# Task requirements
A - Answer these questions from the excerpt on software projects and perfectionism:
(i) What did the client do after the development team started showing traction?
(ii) What did the writer prefer over something being useful?
(iii) According to the main takeaway of the effective-writing video, what is text meant to be?
B - Resume the excerpt on software projects and perfectionism, starting after its final sentence.

# Excerpted text
........

We accomplished more in a couple weeks with this perspective than we had in the previous couple of months. This also let us commit to a real project plan and timeline. Unfortunately, the client wasn’t happy about the projected and past expense, and shut down the project weeks after the development team was starting to show traction.

It's amazing how long big companies will let consultant-led software projects go on with zero tangible progress as long as the consultants tell them that the project isn't in gear yet, they're struggling to overcome problems that pre-date them, and they have a plan to start making a ton of progress as soon as they can start working the right way that they know how to. The business doesn't have a way to forecast the project, because their forecast would have to be based on something they haven't seen yet. The minute someone says "we're making good progress" the business will extrapolate that out and realize the project is a money pit.


This is something I'm just starting to understand after being an idealist/perfectionist for most of my life.

YAGNI seemed like a shortsighted dogma. My colleague's design decisions looked like ugly hacks. I preferred something to be well-done than to be useful. According to my MBTI type, I was a perfectionist of idea, not a perfectionist of action/result. I was trying to build a cathedral, not a bazaar.

I can attribute my ongoing transformation to a single video about effective writing:

https://www.youtube.com/watch?v=vtIzMaLkCaM

The main takeaway is that text is meant to be read, not written. Providing value to the reader is the only thing that matters. How well you write, how smart you sound, how much knowledge you deliver, doesn't matter as long as the reader gets value from the text.

It sounds obvious, but it truly changed my perspective. I recommend this video to everyone.

........

[Stored entries]
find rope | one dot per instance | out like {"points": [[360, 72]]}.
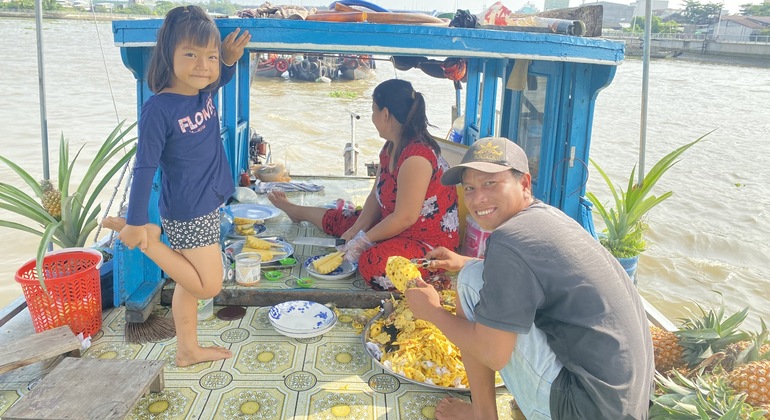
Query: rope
{"points": [[117, 118]]}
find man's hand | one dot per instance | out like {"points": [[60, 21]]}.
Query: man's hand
{"points": [[133, 236], [233, 45], [442, 258], [423, 300]]}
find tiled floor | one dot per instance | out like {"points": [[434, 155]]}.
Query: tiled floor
{"points": [[270, 376]]}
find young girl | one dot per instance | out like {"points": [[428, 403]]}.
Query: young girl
{"points": [[179, 132], [408, 212]]}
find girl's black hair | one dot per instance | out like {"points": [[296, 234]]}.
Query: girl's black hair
{"points": [[183, 23], [408, 107]]}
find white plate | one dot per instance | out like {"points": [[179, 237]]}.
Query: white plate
{"points": [[286, 249], [301, 317], [297, 333], [254, 211], [345, 270]]}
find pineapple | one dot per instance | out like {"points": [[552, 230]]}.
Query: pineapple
{"points": [[703, 397], [752, 379], [401, 272], [749, 370], [328, 263], [51, 199], [668, 352]]}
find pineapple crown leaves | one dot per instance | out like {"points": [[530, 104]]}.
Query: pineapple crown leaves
{"points": [[703, 335], [624, 223], [753, 352], [705, 397], [79, 211]]}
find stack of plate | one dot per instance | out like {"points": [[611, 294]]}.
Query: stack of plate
{"points": [[301, 318]]}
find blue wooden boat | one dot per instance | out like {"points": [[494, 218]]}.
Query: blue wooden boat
{"points": [[537, 89]]}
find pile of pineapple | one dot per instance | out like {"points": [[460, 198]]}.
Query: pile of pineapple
{"points": [[709, 369]]}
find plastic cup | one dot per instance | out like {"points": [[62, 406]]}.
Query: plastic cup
{"points": [[247, 268]]}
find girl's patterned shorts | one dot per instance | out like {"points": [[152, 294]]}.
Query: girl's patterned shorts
{"points": [[199, 232]]}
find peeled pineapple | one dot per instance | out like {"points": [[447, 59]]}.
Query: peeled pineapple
{"points": [[257, 243], [246, 221], [51, 199], [401, 272], [328, 263], [266, 254]]}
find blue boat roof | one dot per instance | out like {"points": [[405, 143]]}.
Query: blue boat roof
{"points": [[392, 39]]}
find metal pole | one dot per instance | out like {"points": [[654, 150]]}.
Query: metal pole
{"points": [[41, 86], [645, 86]]}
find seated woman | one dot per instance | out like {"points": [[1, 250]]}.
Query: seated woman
{"points": [[408, 212]]}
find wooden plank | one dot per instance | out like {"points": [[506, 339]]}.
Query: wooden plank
{"points": [[37, 347], [269, 297], [90, 389]]}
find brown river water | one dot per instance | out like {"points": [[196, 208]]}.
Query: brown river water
{"points": [[709, 240]]}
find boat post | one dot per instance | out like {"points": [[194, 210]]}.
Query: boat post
{"points": [[41, 87], [351, 149]]}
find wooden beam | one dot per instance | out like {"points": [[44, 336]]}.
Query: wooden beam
{"points": [[38, 347]]}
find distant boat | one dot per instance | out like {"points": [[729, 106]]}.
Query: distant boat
{"points": [[268, 65], [356, 67], [312, 67]]}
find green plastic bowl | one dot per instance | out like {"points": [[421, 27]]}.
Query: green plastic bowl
{"points": [[273, 275], [305, 282]]}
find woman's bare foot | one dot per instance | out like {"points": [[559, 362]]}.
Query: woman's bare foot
{"points": [[202, 354], [114, 223], [279, 200], [451, 408]]}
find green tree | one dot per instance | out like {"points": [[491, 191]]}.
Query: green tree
{"points": [[755, 9], [701, 14], [162, 7], [638, 24]]}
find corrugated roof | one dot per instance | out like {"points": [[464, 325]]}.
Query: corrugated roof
{"points": [[752, 22]]}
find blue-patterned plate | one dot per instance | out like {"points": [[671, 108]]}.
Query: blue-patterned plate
{"points": [[345, 270], [301, 317]]}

........

# Task answers
A -
(i) The client shut down the project weeks after the development team started showing traction.
(ii) The writer preferred something to be well-done.
(iii) Text is meant to be read, not written.

B -
I do consulting in the enterprise, it's not very exciting but living on the streets is too exciting. Most often when I start somewhere new it is like here is this computer, install the stuff we need and by tomorrow be productive member of the adgile sprint. Ok.

What is described in the article sounds like a luxury to me, how do I get in, what do I do wrong, tell me?


> by tomorrow be productive member

As a perm employee for the past 20 years (four different employers), this isn't just limited to consultants. "You're a senior developer! You should already understand everything that exists!"


Author here. I can tell you it wasn't much fun to thrash around trying to figure out how to build something, have it constantly change underfoot, have staff turnover on the project, and be apologizing for not delivering anything.

But maybe that's just me.

(I do think what you go through, where you get zero ramp up time, sounds pretty awful too.)


Firstly, realize you're not a consultant. You're at best a contractor.


Thanks for the advice, it is not smart but it is clever.


Charge more. Charge enough that you aren't seen as just another warm body assembly line worker. Keep charging more until the attitude towards you changes.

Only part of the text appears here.